= Jack Hall (architect) =

American architect and designer

John Hughes Hall (1913–2003) was an American architect and industrial designer working in the Modernist style. Hall is best known for his residential works on Massachusetts' Cape Cod which were designed to nestle within, rather than overtake, the natural landscape.

==Life and career==
Hughes was born on Long Island. He graduated from Princeton University in 1935. Following graduation he worked as a freelance news reporter in Europe. Hall began visiting Cape Cod, Massachusetts in 1936, and immediately became fascinated by the landscape – enough to purchase an 180 acre farm compound on Bound Brook Island (no longer an island) in Wellfleet from Katie Dos Passos, wife of the writer John Dos Passos. Following the U.S. entry in World War II Hall enlisted in the United States Army and was discharged honorably in 1946. Hall had 3 children, all from his marriage to Dodie Merwin, two daughters Leonora 'Noa' Hall and Katrina and a son, Darius Hall.

* To be done *
**a)** List the names of Jack Hall's children as they appear in the Jack Hall biography.
**b)** Extend the Jack Hall biography, starting after its final sentence.

* Records supplied *
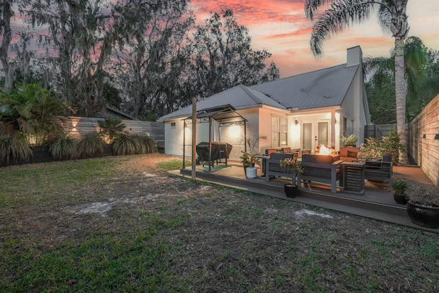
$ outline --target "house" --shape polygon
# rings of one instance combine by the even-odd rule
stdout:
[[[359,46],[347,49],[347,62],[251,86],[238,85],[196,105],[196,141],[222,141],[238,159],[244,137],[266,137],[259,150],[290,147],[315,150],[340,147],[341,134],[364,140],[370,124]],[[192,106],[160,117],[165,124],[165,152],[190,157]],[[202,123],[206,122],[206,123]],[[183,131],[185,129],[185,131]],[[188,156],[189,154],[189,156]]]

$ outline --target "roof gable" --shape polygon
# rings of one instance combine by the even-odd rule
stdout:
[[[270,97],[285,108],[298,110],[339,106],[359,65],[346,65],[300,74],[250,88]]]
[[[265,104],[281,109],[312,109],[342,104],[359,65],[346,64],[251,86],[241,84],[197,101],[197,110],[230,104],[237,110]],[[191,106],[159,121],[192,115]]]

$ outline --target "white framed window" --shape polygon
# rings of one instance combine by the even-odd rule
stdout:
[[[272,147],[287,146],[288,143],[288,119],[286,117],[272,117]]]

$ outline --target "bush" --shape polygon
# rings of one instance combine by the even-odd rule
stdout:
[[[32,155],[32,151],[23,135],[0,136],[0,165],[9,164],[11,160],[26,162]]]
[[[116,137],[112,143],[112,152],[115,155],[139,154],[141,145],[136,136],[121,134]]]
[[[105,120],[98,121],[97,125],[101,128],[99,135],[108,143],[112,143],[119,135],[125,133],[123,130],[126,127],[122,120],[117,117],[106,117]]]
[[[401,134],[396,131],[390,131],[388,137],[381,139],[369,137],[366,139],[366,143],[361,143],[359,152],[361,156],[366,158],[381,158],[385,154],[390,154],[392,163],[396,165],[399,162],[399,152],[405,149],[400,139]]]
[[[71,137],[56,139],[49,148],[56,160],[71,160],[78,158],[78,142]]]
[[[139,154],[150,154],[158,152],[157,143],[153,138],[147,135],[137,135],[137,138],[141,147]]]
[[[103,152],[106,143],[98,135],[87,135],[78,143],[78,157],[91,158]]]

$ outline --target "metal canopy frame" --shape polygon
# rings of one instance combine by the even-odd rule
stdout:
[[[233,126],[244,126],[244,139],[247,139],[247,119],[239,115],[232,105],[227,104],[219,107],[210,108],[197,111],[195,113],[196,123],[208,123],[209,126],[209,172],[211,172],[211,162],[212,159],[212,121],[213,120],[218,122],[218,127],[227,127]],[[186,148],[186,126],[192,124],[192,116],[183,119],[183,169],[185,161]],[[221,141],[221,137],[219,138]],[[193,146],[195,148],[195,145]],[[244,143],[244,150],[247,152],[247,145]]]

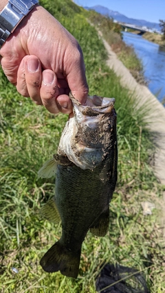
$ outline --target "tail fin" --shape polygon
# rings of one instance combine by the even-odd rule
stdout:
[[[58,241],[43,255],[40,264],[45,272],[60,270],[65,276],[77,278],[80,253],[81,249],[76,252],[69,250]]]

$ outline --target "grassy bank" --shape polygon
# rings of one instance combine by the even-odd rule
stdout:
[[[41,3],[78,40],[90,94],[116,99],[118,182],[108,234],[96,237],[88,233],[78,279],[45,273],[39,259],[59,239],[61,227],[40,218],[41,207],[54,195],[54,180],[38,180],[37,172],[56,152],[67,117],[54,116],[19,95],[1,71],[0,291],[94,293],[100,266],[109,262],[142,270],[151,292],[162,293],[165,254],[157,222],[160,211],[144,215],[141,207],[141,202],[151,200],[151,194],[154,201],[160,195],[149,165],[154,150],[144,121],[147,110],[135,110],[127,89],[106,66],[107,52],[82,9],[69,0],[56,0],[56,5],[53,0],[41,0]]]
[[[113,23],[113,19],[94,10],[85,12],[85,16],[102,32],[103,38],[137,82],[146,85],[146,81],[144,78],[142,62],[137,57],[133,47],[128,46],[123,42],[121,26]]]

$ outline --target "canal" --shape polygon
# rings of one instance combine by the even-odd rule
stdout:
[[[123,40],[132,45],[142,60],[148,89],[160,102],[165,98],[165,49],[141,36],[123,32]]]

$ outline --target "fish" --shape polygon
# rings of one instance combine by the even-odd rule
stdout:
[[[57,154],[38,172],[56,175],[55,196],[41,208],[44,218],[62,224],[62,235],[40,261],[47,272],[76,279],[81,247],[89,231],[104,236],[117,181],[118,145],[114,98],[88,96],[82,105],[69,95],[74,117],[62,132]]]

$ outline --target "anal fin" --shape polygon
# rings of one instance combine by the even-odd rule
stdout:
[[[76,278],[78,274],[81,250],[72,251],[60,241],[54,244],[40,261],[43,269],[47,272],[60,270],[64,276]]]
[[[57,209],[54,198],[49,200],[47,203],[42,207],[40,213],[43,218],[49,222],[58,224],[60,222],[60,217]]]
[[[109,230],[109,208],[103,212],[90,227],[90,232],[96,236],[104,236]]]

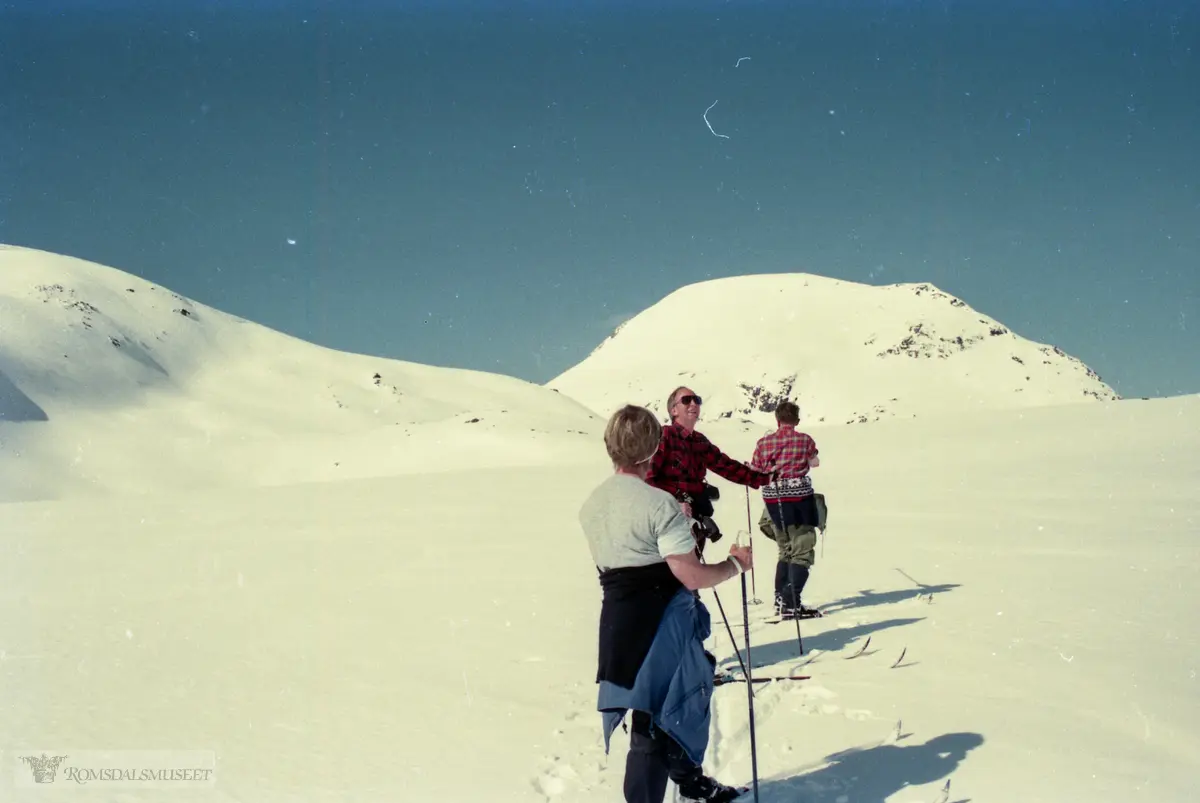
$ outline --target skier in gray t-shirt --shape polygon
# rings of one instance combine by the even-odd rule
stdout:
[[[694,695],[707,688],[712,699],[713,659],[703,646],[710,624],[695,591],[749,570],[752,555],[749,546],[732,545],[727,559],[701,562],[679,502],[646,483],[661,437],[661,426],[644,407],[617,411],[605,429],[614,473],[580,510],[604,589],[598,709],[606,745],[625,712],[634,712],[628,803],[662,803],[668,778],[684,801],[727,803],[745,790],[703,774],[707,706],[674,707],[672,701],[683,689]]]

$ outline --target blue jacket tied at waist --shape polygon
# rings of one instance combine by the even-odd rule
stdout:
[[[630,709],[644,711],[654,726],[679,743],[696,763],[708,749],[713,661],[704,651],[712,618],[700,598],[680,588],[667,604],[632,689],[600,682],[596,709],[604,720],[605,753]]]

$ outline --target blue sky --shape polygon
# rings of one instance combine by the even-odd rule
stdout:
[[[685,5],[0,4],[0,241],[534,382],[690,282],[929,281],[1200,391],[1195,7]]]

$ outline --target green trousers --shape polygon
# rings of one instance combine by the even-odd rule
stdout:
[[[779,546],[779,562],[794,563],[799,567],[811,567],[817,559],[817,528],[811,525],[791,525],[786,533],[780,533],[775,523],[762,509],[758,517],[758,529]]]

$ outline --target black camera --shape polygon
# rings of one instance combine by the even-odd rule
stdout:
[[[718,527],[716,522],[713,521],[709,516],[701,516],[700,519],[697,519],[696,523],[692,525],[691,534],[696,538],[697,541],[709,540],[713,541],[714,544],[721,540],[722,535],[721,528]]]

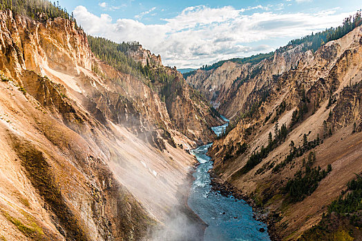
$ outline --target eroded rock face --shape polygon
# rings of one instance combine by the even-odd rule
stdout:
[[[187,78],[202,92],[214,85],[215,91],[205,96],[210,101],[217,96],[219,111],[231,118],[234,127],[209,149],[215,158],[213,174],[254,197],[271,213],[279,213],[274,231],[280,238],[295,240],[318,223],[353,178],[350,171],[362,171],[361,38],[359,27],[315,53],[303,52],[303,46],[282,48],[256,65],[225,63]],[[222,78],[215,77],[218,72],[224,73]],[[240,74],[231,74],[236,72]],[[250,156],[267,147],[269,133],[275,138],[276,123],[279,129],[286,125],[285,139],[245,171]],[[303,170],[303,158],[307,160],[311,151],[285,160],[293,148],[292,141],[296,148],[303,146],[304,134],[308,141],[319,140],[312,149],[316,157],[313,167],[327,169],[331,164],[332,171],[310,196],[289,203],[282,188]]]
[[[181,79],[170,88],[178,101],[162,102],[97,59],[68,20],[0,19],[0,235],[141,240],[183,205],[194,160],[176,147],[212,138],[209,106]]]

--

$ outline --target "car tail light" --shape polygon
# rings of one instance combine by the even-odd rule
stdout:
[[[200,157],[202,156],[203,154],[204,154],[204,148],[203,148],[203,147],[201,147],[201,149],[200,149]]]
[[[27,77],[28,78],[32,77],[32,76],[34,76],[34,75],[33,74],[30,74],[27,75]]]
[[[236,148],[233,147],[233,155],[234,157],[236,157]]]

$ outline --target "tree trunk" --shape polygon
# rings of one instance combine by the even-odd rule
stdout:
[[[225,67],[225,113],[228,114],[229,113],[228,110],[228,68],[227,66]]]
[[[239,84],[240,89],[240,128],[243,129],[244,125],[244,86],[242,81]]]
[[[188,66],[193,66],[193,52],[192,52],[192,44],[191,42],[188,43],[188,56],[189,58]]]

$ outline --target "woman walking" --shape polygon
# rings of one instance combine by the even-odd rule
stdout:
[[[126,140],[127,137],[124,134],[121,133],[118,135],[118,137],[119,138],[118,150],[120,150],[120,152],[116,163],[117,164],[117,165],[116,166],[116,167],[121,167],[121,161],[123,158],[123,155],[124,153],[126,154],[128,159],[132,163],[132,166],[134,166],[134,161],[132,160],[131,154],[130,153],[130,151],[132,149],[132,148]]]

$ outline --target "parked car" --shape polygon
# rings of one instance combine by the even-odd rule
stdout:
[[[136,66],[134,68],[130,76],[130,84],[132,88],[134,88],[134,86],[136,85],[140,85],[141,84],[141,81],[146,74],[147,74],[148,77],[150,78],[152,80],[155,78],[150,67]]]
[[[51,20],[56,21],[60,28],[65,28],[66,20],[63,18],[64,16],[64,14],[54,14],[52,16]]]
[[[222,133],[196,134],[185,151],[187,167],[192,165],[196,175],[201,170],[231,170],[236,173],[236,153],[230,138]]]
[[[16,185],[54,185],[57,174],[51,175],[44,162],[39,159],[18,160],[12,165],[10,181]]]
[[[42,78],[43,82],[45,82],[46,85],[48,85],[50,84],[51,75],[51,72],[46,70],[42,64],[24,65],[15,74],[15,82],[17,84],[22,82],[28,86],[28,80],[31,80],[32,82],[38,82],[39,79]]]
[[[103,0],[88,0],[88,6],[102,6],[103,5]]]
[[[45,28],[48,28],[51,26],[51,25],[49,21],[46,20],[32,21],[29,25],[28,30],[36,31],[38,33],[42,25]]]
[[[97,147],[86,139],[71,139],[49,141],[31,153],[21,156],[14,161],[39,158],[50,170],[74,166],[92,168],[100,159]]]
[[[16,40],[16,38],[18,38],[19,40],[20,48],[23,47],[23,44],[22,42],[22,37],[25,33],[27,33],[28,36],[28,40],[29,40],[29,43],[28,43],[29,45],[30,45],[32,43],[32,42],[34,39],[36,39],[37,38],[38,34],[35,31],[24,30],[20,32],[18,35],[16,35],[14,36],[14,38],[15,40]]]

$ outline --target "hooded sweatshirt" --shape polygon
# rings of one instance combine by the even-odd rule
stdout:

* Responses per task *
**a)** Leonora 'Noa' Hall, Katrina, Darius Hall

**b)**
Hall and friends, Jack Phillips and Hayden Walling were three self-taught, designer-builders in Wellfleet who created a welcoming environment for European Modernists arriving in the mid-1940s. In 1946, Hall began a design-build practice in Wellfleet which he continued intermittently until he retired. Projects included the Peter's Hill Restaurant building, the Hatch Cottage, and many studios, renovations, and additions.

In 1956, Hall began working for a succession of New York City architectural firms including Nardin and Radoczy, Tom Lee Ltd., Hughes & Hood, and George Nelson and Company. His study of industrial design led to work on a number of major traveling exhibitions for the United States Information Agency including the exhibition "Graphics USA" in 1963 with Ivan Chermayeff (son of Serge Chermayeff). While with Hughes and Hood he designed many showrooms in the United States and Europe for the Fieldcrest Mills.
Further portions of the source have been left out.